Exercise details:
Copy every record below exactly.

[Pointing and labeling entries]
☆ ☆ ☆ ☆ ☆ ☆ ☆

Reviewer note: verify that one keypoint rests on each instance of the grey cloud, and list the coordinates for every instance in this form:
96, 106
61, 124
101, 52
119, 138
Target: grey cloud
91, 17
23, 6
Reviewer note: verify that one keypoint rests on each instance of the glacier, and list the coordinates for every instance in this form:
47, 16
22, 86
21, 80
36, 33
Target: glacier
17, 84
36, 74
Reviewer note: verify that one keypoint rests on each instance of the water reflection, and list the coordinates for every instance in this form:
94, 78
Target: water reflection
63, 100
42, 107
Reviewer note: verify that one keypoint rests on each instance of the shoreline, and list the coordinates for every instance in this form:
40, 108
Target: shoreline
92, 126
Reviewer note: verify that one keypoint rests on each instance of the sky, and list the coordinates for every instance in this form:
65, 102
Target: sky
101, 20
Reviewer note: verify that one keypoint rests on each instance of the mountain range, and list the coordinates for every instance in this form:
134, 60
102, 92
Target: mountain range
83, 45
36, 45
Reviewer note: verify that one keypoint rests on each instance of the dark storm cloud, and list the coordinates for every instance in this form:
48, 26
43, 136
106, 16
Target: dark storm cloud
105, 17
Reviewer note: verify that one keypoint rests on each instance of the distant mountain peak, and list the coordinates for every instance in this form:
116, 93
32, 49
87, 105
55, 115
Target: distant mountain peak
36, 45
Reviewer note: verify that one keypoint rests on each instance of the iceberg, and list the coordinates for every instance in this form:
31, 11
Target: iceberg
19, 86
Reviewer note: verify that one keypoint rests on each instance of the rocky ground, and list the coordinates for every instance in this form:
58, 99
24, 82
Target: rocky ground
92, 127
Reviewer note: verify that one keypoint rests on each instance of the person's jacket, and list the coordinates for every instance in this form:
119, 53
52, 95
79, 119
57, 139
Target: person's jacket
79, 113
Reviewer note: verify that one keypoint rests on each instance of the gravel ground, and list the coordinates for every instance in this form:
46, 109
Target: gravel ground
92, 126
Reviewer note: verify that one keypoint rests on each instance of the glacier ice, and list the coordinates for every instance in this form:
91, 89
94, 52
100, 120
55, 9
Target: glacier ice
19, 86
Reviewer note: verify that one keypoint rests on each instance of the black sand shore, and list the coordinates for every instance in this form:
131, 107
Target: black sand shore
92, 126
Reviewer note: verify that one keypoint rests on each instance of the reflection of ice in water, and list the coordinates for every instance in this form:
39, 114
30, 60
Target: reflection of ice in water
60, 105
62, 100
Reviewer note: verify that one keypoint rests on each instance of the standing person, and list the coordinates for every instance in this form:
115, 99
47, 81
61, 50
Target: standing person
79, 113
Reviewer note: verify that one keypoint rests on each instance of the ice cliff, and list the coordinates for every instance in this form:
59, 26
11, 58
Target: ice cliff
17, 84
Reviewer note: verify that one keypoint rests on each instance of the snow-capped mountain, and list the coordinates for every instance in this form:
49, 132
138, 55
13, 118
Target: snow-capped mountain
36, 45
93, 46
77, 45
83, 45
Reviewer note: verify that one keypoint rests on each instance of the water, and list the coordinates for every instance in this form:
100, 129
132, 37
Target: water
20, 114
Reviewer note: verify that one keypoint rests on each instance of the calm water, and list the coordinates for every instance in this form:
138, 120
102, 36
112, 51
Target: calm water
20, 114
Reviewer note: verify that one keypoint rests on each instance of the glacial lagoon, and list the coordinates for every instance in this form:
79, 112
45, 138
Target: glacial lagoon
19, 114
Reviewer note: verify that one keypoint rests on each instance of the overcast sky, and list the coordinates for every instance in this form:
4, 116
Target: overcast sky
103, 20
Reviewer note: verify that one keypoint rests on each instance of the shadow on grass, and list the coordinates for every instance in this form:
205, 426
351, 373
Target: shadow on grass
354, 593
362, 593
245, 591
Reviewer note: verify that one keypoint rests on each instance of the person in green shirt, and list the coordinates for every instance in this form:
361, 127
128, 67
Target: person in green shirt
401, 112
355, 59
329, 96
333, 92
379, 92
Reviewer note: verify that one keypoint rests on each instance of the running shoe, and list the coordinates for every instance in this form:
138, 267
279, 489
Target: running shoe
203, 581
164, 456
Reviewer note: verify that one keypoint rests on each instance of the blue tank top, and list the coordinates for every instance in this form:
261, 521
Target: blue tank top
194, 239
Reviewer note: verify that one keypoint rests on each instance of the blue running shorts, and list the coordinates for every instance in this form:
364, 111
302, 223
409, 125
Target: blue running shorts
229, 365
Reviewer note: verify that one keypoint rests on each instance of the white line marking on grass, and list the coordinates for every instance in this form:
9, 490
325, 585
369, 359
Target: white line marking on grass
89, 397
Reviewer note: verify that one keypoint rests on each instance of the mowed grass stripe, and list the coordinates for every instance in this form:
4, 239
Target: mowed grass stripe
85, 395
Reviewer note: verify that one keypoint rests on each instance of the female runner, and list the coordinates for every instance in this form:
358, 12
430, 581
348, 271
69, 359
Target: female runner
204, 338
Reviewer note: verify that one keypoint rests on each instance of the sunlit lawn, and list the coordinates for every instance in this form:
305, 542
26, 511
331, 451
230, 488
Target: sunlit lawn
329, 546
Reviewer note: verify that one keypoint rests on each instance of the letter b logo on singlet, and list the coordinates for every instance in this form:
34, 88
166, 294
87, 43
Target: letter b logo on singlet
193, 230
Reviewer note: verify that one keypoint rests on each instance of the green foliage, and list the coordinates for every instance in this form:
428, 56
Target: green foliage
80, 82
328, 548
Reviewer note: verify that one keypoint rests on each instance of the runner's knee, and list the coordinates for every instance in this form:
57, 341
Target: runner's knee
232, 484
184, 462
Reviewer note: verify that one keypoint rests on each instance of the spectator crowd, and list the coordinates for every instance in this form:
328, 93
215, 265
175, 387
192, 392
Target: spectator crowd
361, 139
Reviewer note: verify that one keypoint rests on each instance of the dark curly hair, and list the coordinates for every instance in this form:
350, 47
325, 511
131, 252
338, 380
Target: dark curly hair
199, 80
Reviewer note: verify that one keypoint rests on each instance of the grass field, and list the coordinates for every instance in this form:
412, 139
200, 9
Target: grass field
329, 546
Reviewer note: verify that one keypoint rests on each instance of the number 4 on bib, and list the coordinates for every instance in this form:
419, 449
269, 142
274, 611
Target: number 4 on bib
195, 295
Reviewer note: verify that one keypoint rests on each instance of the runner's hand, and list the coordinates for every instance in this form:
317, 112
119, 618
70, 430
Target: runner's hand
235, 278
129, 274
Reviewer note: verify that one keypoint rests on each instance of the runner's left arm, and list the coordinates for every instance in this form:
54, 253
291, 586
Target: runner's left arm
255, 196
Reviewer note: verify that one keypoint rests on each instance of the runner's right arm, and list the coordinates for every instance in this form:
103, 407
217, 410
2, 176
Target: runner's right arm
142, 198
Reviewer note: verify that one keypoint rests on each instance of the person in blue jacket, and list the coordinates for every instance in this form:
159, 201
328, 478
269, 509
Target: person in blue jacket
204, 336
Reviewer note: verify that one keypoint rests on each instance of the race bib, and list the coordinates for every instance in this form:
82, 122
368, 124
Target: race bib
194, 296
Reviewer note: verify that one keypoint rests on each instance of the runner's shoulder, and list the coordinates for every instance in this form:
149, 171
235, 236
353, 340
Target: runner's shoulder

☆ ☆ ☆ ☆ ☆ ☆ ☆

Expected output:
Reviewer note: verify that one keypoint rests on each instance of the grey cloud, and list the coordinates for every instance in this form:
96, 106
61, 124
101, 52
119, 138
Target: grey cloud
91, 17
23, 6
Reviewer note: verify that one keypoint rests on each instance of the glacier, and list the coordinates for every instance in this form:
47, 16
22, 86
21, 80
36, 33
Target: glacier
17, 84
36, 74
Reviewer note: verify that one keypoint rests on each instance of the water reflection, and list the coordinates for every instance in this form:
94, 78
Target: water reflection
63, 100
42, 107
Reviewer note: verify that one keypoint rests on each instance of the shoreline, and list the coordinates for every instance in this form:
40, 108
Target: shoreline
92, 126
Reviewer note: verify that one keypoint rests on each instance of the sky, and list the coordinates for every instance in this form:
65, 102
Target: sky
101, 20
Reviewer note: verify that one keypoint rests on each instance of the mountain range, and list the coordinates for every instance in this form:
134, 60
102, 92
Target: mountain range
83, 45
36, 45
Reviewer note: verify that one keypoint rests on each instance of the dark storm cloud, and list the coordinates for every instance in this form:
48, 26
43, 136
106, 16
Target: dark storm cloud
105, 17
Reviewer note: verify that one keypoint rests on each instance of the distant mountain peak, and list the coordinates for every instance in this form:
116, 93
32, 49
87, 105
55, 115
Target: distant mountain peak
36, 45
Reviewer note: verify that one keypoint rests on each instance of the iceberg, and list the coordinates for every instance in this form:
31, 11
Target: iceberg
19, 86
Reviewer note: verify that one keypoint rests on each instance of the rocky ground, and list the coordinates for every instance in this form:
58, 99
24, 82
Target: rocky ground
92, 127
Reviewer note: verify that one keypoint rests on each instance of the person's jacket, and list the coordinates for every instance in this form:
119, 53
52, 95
79, 119
57, 139
Target: person's jacket
79, 113
Reviewer note: verify that one keypoint rests on each instance of the gravel ground, and list the coordinates for every instance in this form:
46, 109
Target: gravel ground
92, 126
Reviewer note: verify that one keypoint rests on each instance of the glacier ice, and list the coordinates for every instance in this form:
91, 89
94, 52
100, 120
55, 9
Target: glacier ice
19, 86
Reviewer note: verify that one keypoint rests on each instance of the black sand shore, and list the coordinates for every instance in this form:
131, 107
Target: black sand shore
92, 126
Reviewer note: verify that one keypoint rests on each instance of the reflection of ice in water, and list the coordinates for every instance in this form:
39, 114
30, 60
Target: reflection of ice in water
60, 105
62, 100
Reviewer note: verify that one keypoint rests on each instance of the standing person, and list the coordinates for every instance in this form:
115, 99
47, 81
61, 50
Target: standing person
79, 113
Reviewer note: verify that one keypoint rests on each instance of the ice cliff, and list the coordinates for every instance in this form:
59, 26
11, 58
Target: ice cliff
17, 84
Reviewer note: verify that one keypoint rests on each instance of the snow-capped mountain, and list the coordinates for every instance in this form:
49, 132
138, 55
13, 118
Target: snow-capped mountain
36, 45
93, 46
77, 45
83, 45
Reviewer note: verify that one keypoint rests on each instance of the water, and list the coordinates for every instance in this form:
100, 129
132, 37
Target: water
20, 114
Reviewer note: verify that one keypoint rests on each instance of the calm water, and list the coordinates for every instance in this form:
138, 120
102, 36
112, 51
Target: calm water
20, 114
Reviewer note: verify that one keypoint rests on each instance of the glacial lagoon, and list the coordinates for every instance in this form:
79, 112
45, 138
Target: glacial lagoon
19, 114
Reviewer note: verify that one keypoint rests on each instance of the overcast sky, and list the coordinates for every instance in this form:
4, 116
Target: overcast sky
103, 20
Reviewer note: verify that one keypoint rests on each instance of the shadow on grass, and list the coordinates for every instance in this form:
205, 426
351, 373
Target: shadow on grass
354, 593
362, 593
245, 591
Reviewer note: verify that one keypoint rests on each instance of the person in green shirt, and list the coordinates for every instance in this form:
361, 127
128, 67
Target: person in green shirt
401, 112
355, 59
329, 96
333, 92
379, 92
Reviewer note: verify that one keypoint rests on each instance of the running shoe, and list the coordinates for every instance in this form:
138, 267
279, 489
Target: running shoe
203, 581
164, 456
Reviewer note: verify that one keypoint rests on each instance of the blue tank top, and list the coordinates for every instance in this form:
261, 521
Target: blue tank top
194, 239
Reviewer note: verify that one keypoint rests on each instance of the blue running shorts, and list the coordinates for every instance in this form:
364, 111
302, 223
409, 125
Target: blue running shorts
229, 365
Reviewer note: verify that one keypoint rests on each instance of the white line marking on grass, and list the coordinates for every instance in this form:
9, 490
325, 585
369, 359
Target: white line marking on grass
89, 397
Reviewer note: verify that one keypoint rests on each instance of the mowed grass stripe, and list the coordinates for every instance in this form:
4, 239
Target: mowed grass stripe
85, 395
Reviewer note: verify that one keypoint rests on each instance of the female runner, and list the coordinates for every instance in this form:
358, 12
430, 581
348, 271
69, 359
Target: female runner
204, 338
Reviewer note: verify that one keypoint rests on each instance of the sunlit lawn, and list the coordinates for every instance in this form:
305, 542
26, 511
331, 451
230, 488
Target: sunlit lawn
329, 546
Reviewer note: verify that one keypoint rests on each instance of the letter b logo on singlet, and list the coordinates for every instance in this form:
34, 88
166, 294
87, 43
Target: letter b logo on singlet
193, 230
Reviewer note: verify that one keypoint rests on each instance of the green foliage, and list the coordinates for every instance in this form:
428, 56
Target: green foliage
80, 82
328, 548
Reviewer note: verify that one keypoint rests on each instance of the runner's knee, and list the coordinates for every instance in this form:
57, 341
Target: runner's knee
232, 484
184, 462
Reviewer note: verify that one keypoint rests on each instance of the spectator crowd, and list the coordinates for every instance in this form:
328, 93
215, 265
175, 387
192, 392
Target: spectator crowd
361, 139
Reviewer note: verify that one keypoint rests on each instance of the dark curly hair, and list the coordinates for every instance in this form:
350, 47
325, 511
131, 252
338, 380
Target: dark curly hair
199, 80
Reviewer note: verify that one keypoint rests on each instance of the grass field, and list the coordinates for every instance in this form:
412, 139
200, 9
Target: grass field
329, 546
Reviewer note: verify that one keypoint rests on each instance of the number 4 on bib, and list the coordinates for every instance in this form:
419, 449
269, 142
274, 611
Target: number 4 on bib
195, 295
Reviewer note: verify that one keypoint rests on each instance of the runner's hand, and list the coordinates for every instance in this form:
317, 112
119, 618
70, 430
Target: runner's hand
235, 278
129, 274
Reviewer note: verify that one keypoint rests on each instance of the runner's left arm, and list the coordinates for every instance in this form:
54, 253
291, 586
Target: runner's left arm
255, 196
Reviewer note: verify that one keypoint rests on each instance of the runner's right arm, and list the coordinates for every instance in this form:
103, 407
217, 410
2, 176
Target: runner's right arm
142, 198
Reviewer note: verify that one keypoint rests on each instance of the person in blue jacket, and list the coordinates for every instance in this form:
159, 201
328, 478
269, 509
Target: person in blue jacket
204, 336
Reviewer note: verify that one keypoint rests on each instance of the race bib, and list the coordinates for every instance in this form:
82, 122
368, 124
Target: race bib
194, 296
Reviewer note: verify that one keypoint rests on each instance of the runner's shoulder, and list the coordinates for every instance in this form:
149, 171
235, 236
353, 340
Target: runner's shoulder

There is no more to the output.